Records from a data collection:

begin

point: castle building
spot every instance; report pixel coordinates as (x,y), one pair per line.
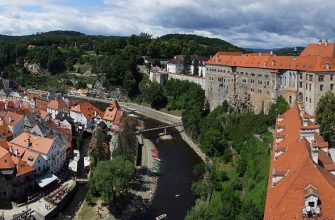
(301,182)
(256,80)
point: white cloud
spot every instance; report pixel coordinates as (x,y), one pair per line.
(256,23)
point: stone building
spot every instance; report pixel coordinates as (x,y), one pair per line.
(256,80)
(301,183)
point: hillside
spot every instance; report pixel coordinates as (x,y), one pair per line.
(214,43)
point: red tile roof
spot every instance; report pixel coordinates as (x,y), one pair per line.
(314,58)
(22,167)
(37,143)
(59,105)
(6,161)
(87,109)
(113,113)
(285,200)
(319,50)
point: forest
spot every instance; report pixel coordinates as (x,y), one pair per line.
(113,59)
(233,183)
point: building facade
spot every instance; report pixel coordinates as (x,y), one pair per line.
(256,80)
(301,182)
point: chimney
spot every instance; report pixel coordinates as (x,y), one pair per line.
(28,142)
(315,154)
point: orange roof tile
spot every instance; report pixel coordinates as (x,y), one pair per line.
(4,144)
(113,113)
(54,104)
(319,50)
(37,143)
(6,161)
(285,200)
(22,167)
(322,61)
(41,105)
(87,109)
(10,118)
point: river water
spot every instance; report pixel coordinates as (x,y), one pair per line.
(173,195)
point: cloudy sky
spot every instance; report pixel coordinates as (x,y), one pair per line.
(245,23)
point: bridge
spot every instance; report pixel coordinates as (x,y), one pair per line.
(162,127)
(81,180)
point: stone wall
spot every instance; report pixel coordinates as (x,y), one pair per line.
(162,77)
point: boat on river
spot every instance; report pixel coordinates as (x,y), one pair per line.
(160,217)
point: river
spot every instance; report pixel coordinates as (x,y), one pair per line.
(173,195)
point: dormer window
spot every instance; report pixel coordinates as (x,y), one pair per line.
(280,137)
(279,151)
(311,196)
(277,176)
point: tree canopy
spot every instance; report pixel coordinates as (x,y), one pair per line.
(111,178)
(325,116)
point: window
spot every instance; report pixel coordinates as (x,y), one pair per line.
(321,78)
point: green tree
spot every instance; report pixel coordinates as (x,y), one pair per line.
(111,178)
(325,116)
(97,150)
(187,62)
(153,93)
(280,107)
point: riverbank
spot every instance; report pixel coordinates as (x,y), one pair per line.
(168,119)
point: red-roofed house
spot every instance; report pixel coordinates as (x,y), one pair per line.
(56,106)
(44,154)
(16,176)
(113,116)
(299,185)
(256,80)
(85,115)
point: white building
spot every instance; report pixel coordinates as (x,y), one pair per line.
(44,154)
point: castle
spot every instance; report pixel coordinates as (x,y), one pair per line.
(256,80)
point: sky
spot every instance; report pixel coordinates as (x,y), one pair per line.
(245,23)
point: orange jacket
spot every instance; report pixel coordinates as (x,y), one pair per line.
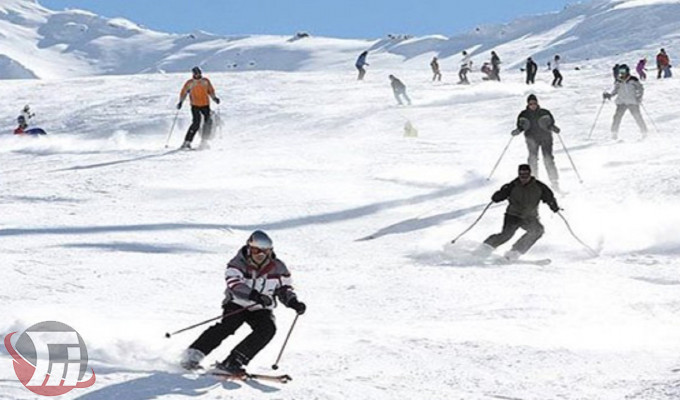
(199,90)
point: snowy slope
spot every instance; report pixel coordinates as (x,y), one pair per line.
(104,230)
(37,42)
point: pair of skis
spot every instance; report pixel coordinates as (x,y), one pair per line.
(249,377)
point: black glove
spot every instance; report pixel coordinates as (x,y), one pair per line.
(298,306)
(260,298)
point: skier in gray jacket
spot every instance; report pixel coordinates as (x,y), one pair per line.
(254,278)
(628,91)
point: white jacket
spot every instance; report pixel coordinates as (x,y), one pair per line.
(628,92)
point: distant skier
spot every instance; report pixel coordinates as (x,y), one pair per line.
(465,67)
(557,76)
(437,75)
(23,128)
(488,71)
(538,126)
(523,194)
(531,68)
(200,91)
(27,113)
(641,68)
(629,92)
(360,64)
(399,89)
(496,66)
(254,277)
(662,63)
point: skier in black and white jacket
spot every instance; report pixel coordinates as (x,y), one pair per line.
(254,278)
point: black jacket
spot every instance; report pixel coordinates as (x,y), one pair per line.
(531,67)
(535,128)
(397,85)
(524,199)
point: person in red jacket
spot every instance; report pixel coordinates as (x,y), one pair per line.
(21,129)
(662,63)
(200,91)
(255,277)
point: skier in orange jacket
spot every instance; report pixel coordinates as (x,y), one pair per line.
(200,91)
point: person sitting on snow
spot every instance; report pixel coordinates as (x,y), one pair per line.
(23,126)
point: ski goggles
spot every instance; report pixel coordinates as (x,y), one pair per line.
(257,251)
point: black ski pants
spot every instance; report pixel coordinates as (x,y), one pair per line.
(545,143)
(196,113)
(261,322)
(531,77)
(362,72)
(618,115)
(534,231)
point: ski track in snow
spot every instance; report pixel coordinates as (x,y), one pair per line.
(104,229)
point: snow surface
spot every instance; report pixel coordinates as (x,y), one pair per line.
(104,229)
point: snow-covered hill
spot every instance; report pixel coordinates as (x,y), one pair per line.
(105,230)
(37,42)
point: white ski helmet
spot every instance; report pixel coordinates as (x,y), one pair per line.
(260,248)
(260,240)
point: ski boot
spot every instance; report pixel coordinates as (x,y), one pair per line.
(191,359)
(512,255)
(483,250)
(232,365)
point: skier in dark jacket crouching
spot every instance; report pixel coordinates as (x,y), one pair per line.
(524,194)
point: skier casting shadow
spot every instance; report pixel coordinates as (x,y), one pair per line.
(254,277)
(523,195)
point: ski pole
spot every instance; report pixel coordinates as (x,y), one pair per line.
(650,118)
(474,223)
(500,158)
(570,160)
(167,141)
(285,342)
(590,250)
(168,334)
(596,118)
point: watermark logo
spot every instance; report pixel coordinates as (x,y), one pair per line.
(50,359)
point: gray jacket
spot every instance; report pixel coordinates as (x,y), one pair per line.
(628,92)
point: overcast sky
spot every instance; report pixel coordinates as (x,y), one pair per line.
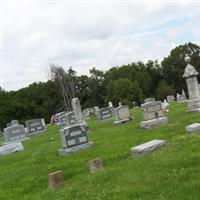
(85,35)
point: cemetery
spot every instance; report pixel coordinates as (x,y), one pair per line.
(100,100)
(118,160)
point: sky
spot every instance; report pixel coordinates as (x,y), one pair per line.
(86,34)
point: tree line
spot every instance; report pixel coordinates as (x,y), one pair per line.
(126,83)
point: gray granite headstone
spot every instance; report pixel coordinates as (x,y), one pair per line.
(153,115)
(73,138)
(86,113)
(193,128)
(170,98)
(104,113)
(77,110)
(11,148)
(190,74)
(59,115)
(148,146)
(14,122)
(122,114)
(149,100)
(68,119)
(35,126)
(14,133)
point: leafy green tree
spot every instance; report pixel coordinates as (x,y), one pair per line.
(125,91)
(164,90)
(173,66)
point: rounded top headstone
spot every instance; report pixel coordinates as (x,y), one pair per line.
(187,59)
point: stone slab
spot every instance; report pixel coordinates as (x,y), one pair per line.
(154,122)
(122,121)
(194,105)
(148,146)
(20,140)
(193,128)
(63,152)
(11,148)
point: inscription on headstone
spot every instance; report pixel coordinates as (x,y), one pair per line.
(122,114)
(14,133)
(104,113)
(153,115)
(34,126)
(73,138)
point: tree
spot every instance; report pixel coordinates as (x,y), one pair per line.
(173,66)
(164,90)
(65,84)
(125,91)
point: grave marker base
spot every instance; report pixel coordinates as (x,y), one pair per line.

end

Transcribe every one of the lines above without alteration, omitting the pictures from your answer.

point: castle building
spot every instance; report pixel coordinates as (x,y), one pair per line.
(301,182)
(256,80)
point: white cloud
spot every instance; report pixel coordinates as (x,y), one pair per line.
(256,23)
point: stone building
spot every instance; report pixel coordinates as (x,y), one pair per line.
(256,80)
(301,183)
point: hillside
spot every instance; report pixel coordinates as (x,y), one pair per line.
(214,43)
point: red tile roof
spot every instance; report pixel coordinates as (x,y), one pair per line.
(314,58)
(22,167)
(37,143)
(59,105)
(6,161)
(87,109)
(113,113)
(285,200)
(319,50)
point: forest
spot every instance; report pixel coordinates as (x,y), one pair per line.
(113,59)
(233,183)
point: building facade
spot every instance; report pixel coordinates as (x,y), one pair per line.
(256,80)
(301,182)
point: chimney
spot every instance; report pixel coordinates as (x,y), one pair per line.
(28,142)
(315,154)
point: orange roof tile
spot every instance; report pixel coordinates as (x,y), one pair per line.
(4,144)
(113,113)
(54,104)
(319,50)
(37,143)
(6,161)
(285,200)
(22,167)
(322,61)
(41,105)
(87,109)
(10,118)
point: river water
spot every instance; report pixel coordinates as (x,y), one pair per line.
(173,195)
point: cloudy sky
spot every instance; report pixel coordinates as (x,y), one pair per line.
(245,23)
point: bridge
spot every instance; report pixel coordinates as (x,y), one pair per line.
(162,127)
(81,180)
point: stone wall
spot every instance; report pixel coordinates as (x,y), one pair per line.
(162,77)
point: boat on river
spot every instance; report pixel coordinates as (x,y), one pair per line.
(160,217)
point: river
spot every instance; report pixel coordinates as (x,y), one pair per line.
(173,195)
point: dormer window
spot every instance; report pixel coordinates as (x,y), one pair per line.
(280,137)
(279,151)
(311,196)
(277,176)
point: tree canopy
spot every instance; report pixel coordinates as (x,y), one pair per line.
(111,178)
(325,116)
point: window
spot every instance; report pixel coordinates as (x,y), one pair per line.
(321,78)
point: green tree
spot every instance; report pixel coordinates as (x,y), one pair per line.
(111,178)
(325,116)
(97,150)
(187,62)
(153,93)
(280,107)
point: riverbank
spot every instance; report pixel coordinates as (x,y), one pair per line.
(168,119)
point: red-roofed house
spot every instance; report pixel coordinates as (x,y), one pair per line.
(56,106)
(44,154)
(16,176)
(113,116)
(299,185)
(256,80)
(85,115)
point: white building
spot every instance; report pixel coordinates as (x,y), one pair per line.
(44,154)
point: castle
spot every instance; report pixel coordinates as (x,y), one pair per line.
(256,80)
point: sky
spot every instance; report pixel coordinates as (x,y), one pair per line.
(245,23)
point: orange jacket
spot every instance; report pixel coordinates as (x,y), one pair per line.
(199,90)
point: snowy slope
spot every instance; report pixel coordinates as (x,y), one pair per line.
(104,230)
(37,42)
point: pair of skis
spot every instance; report pixel coordinates as (x,y), one pair per line.
(249,377)
point: black glove
spot every instance; report pixel coordinates as (x,y), one pair per line.
(298,306)
(260,298)
point: skier in gray jacket
spot every instance; report pixel coordinates as (x,y), one pair per line.
(254,278)
(628,91)
point: white jacket
spot every instance; report pixel coordinates as (x,y), one pair per line.
(628,92)
point: distant skier
spot every instance; report pixel coordinates as (x,y), one pair per line.
(465,67)
(557,76)
(437,75)
(23,128)
(488,71)
(538,126)
(523,194)
(531,68)
(200,91)
(27,113)
(641,68)
(629,92)
(360,64)
(399,89)
(496,66)
(254,277)
(662,63)
point: skier in black and white jacket
spot every instance; report pixel coordinates as (x,y), one pair per line.
(254,278)
point: black jacket
spot every instance; report pixel coordinates as (x,y), one pair per line.
(531,67)
(535,128)
(397,85)
(524,199)
point: person in red jacket
spot every instance; report pixel coordinates as (x,y), one pair per line.
(21,129)
(662,63)
(200,91)
(255,277)
point: skier in orange jacket
spot every instance; report pixel coordinates as (x,y), one pair per line.
(200,91)
point: person sitting on snow
spot every instance; report pixel coordinates as (x,y), one pair per line.
(23,126)
point: ski goggles
spot every instance; report pixel coordinates as (x,y), one pair per line.
(257,251)
point: black ski pants
spot every instance; report pixel coordinates as (x,y), one pair per line.
(545,143)
(196,113)
(261,322)
(531,77)
(362,72)
(618,115)
(534,231)
point: ski track in snow
spot every instance; report pixel coordinates as (x,y), one pair per line.
(104,229)
point: snow surface
spot every instance; report pixel coordinates as (x,y), one pair per line.
(104,229)
point: snow-covered hill
spot every instance; report pixel coordinates as (x,y), one pair per line.
(105,230)
(37,42)
point: white ski helmet
spot every instance; report pixel coordinates as (x,y), one pair per line.
(260,248)
(260,240)
point: ski boot
spot every instance; report pixel coordinates as (x,y), one pair per line.
(191,359)
(512,255)
(483,250)
(232,365)
point: skier in dark jacket crouching
spot every instance; report pixel coordinates as (x,y), one pair per line.
(524,194)
point: skier casting shadow
spot every instance; report pixel coordinates as (x,y), one pair per line.
(254,277)
(523,195)
point: ski pole
spot every instance; report pixel coordinates as (x,y), one pair per line.
(650,118)
(474,223)
(500,158)
(570,160)
(167,141)
(285,342)
(590,250)
(168,334)
(596,118)
point: watermark logo
spot every instance; report pixel coordinates as (x,y), one pair per line.
(50,359)
point: gray jacket
spot every instance; report pixel coordinates as (x,y), one pair per line.
(628,92)
point: overcast sky
spot every instance; report pixel coordinates as (x,y), one pair per line.
(85,35)
point: cemetery
spot every instance; report pixel coordinates as (x,y), one pair per line.
(100,100)
(118,160)
point: sky
spot every instance; report pixel coordinates as (x,y), one pair per line.
(86,34)
point: tree line
spot every instance; report pixel coordinates as (x,y), one pair per line.
(126,83)
point: gray granite headstone
spot every instance; report pixel coordinates as (x,y), one pair per line.
(153,115)
(73,138)
(86,113)
(193,128)
(170,98)
(104,113)
(77,110)
(11,148)
(190,74)
(59,115)
(148,146)
(14,122)
(122,114)
(149,100)
(68,119)
(35,126)
(14,133)
point: leafy green tree
spot every instance; report pixel coordinates as (x,y), one pair per line.
(125,91)
(164,90)
(173,66)
point: rounded top headstone
spot every instance; report pixel coordinates as (x,y), one pair per line.
(187,59)
point: stone slab
spot every instance; report pixel coordinates as (x,y), one pair per line.
(154,122)
(122,121)
(194,105)
(148,146)
(20,140)
(193,128)
(63,152)
(11,148)
point: inscription on headstone
spot every instance; report pixel coordinates as (x,y), one pair per line.
(122,114)
(14,133)
(104,113)
(153,115)
(34,126)
(73,138)
point: tree
spot every instance; report pixel coordinates as (x,y), one pair per line.
(173,66)
(164,90)
(65,84)
(125,91)
point: grave marker base
spot every instance; report pixel coordinates as (x,y), one pair per line.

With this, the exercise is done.